#### Set exercise:
Could you gather every line in the listing below that contains the word "wearing" and copy each one in full? Case counts when matching.

— START Supplied material —

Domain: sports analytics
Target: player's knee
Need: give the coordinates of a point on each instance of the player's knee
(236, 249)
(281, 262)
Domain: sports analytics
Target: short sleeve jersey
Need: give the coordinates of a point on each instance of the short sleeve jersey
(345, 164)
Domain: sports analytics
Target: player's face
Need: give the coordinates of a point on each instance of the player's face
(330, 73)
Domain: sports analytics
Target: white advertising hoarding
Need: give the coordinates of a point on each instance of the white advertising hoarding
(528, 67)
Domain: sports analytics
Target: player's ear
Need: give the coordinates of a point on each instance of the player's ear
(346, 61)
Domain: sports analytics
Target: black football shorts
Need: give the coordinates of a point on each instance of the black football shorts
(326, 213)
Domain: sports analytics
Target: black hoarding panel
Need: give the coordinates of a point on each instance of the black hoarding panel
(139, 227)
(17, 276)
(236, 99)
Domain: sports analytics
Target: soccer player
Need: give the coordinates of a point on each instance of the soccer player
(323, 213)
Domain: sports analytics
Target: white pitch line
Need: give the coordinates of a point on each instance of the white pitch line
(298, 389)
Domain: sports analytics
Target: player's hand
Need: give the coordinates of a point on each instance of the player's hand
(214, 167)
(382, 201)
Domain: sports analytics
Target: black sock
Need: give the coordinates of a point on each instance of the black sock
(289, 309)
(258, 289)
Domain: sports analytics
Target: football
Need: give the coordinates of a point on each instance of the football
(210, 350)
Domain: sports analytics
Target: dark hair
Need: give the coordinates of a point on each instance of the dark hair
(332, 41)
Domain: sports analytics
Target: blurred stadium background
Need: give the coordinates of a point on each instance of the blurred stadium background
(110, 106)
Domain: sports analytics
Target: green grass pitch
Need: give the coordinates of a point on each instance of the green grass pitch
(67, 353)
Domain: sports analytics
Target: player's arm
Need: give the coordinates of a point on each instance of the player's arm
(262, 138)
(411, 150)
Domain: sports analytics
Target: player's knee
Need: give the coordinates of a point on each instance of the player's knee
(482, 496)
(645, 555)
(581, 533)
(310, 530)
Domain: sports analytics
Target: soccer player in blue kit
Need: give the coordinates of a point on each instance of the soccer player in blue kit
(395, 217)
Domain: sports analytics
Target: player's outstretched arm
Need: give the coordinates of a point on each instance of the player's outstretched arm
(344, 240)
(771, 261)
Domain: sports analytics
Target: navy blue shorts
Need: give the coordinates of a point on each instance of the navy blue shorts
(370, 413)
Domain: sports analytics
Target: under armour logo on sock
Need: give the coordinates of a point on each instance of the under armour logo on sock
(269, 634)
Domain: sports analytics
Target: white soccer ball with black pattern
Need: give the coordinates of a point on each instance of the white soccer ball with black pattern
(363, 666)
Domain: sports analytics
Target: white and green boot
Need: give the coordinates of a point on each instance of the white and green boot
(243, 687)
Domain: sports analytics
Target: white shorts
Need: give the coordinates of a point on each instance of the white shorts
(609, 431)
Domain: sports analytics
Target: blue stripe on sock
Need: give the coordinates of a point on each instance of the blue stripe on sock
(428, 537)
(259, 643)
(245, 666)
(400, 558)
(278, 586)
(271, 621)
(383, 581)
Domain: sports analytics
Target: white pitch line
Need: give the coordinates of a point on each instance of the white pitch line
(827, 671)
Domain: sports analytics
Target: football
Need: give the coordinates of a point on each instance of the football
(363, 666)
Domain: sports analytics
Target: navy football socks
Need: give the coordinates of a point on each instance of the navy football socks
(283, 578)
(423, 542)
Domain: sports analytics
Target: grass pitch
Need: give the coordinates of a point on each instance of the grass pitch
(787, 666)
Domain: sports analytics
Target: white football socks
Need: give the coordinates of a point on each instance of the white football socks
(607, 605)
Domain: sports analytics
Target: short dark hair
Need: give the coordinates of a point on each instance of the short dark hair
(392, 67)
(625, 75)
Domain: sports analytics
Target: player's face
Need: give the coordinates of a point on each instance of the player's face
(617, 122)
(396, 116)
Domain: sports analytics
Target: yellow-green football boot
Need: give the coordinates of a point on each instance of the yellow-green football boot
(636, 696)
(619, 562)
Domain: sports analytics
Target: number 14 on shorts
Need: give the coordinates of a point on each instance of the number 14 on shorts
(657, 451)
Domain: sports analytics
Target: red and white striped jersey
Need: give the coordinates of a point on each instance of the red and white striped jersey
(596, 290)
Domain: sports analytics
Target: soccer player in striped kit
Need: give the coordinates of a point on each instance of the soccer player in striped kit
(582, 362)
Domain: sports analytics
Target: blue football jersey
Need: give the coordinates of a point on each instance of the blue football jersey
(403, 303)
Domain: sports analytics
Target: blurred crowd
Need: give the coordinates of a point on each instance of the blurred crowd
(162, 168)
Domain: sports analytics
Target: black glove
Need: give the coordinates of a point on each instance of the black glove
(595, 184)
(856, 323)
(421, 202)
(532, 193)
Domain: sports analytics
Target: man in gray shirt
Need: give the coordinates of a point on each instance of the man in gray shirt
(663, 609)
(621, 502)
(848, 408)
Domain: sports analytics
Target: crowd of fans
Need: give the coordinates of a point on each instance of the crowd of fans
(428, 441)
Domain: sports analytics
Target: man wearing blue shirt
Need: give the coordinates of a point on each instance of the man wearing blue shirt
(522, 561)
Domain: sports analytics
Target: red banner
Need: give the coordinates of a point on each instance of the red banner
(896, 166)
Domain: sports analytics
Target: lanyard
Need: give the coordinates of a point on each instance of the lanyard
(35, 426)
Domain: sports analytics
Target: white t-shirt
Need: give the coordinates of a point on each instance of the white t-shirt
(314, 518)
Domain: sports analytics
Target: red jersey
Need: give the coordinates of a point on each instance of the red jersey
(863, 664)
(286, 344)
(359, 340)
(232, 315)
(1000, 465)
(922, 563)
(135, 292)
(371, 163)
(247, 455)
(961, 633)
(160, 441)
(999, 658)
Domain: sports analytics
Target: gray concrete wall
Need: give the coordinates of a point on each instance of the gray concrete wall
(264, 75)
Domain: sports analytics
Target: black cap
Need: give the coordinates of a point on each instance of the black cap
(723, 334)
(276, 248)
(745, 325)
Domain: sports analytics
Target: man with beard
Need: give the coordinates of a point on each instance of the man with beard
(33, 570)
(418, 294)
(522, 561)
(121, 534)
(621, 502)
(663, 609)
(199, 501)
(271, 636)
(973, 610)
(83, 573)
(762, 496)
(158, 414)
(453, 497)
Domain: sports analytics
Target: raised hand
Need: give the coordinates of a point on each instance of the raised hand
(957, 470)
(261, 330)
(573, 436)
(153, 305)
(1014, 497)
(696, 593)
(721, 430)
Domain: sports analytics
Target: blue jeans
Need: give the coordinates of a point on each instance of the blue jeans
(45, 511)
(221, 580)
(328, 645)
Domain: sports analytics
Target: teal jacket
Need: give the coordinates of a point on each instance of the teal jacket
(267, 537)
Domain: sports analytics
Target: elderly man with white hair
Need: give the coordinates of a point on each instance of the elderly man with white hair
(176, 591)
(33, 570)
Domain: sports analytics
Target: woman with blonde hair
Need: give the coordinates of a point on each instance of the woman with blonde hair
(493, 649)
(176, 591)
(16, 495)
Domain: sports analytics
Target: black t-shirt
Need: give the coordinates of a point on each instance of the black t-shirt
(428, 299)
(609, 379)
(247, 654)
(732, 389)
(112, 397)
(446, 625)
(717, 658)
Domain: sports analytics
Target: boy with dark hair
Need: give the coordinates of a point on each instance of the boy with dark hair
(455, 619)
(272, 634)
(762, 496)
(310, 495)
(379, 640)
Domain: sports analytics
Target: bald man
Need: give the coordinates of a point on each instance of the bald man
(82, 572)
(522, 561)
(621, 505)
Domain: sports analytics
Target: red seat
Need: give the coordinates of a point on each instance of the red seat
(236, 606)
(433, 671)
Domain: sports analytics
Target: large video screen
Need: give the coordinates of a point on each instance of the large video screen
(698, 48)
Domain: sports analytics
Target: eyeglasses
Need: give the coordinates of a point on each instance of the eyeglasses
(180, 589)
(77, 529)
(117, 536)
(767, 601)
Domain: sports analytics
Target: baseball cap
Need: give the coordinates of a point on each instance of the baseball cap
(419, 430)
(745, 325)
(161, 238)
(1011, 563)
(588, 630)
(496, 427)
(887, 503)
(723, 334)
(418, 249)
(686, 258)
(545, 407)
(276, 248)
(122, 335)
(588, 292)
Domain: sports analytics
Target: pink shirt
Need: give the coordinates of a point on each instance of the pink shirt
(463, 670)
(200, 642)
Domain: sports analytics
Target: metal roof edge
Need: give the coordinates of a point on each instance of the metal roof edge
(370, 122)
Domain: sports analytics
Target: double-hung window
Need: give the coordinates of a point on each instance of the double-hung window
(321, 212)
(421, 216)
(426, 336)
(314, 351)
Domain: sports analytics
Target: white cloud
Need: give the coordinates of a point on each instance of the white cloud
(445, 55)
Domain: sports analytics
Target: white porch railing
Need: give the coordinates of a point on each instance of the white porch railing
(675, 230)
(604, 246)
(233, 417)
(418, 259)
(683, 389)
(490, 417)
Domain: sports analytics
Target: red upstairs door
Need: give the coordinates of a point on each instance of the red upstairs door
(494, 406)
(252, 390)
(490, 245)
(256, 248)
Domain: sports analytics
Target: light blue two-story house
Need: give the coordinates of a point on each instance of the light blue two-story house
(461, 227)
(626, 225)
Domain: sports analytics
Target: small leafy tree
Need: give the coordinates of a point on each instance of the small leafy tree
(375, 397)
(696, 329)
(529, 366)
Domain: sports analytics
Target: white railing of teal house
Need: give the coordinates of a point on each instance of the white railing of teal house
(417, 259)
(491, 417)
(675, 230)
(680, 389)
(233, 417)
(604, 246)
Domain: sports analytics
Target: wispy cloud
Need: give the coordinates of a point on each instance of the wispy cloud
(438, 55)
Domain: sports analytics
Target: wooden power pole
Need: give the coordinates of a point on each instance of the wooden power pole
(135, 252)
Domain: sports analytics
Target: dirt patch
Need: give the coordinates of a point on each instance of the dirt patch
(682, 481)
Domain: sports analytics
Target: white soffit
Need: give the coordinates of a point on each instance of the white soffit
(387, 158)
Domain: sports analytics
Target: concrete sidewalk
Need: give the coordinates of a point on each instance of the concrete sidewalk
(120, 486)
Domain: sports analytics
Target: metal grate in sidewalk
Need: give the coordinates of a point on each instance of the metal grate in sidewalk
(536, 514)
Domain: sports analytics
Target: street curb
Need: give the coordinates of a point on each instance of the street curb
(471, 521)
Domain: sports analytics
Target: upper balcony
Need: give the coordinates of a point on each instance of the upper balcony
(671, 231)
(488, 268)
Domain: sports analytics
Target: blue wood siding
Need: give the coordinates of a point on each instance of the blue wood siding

— END Supplied material —

#### Written reply:
Target: man wearing blue shirt
Need: give the coordinates of a point on each instance of the man wearing blue shirt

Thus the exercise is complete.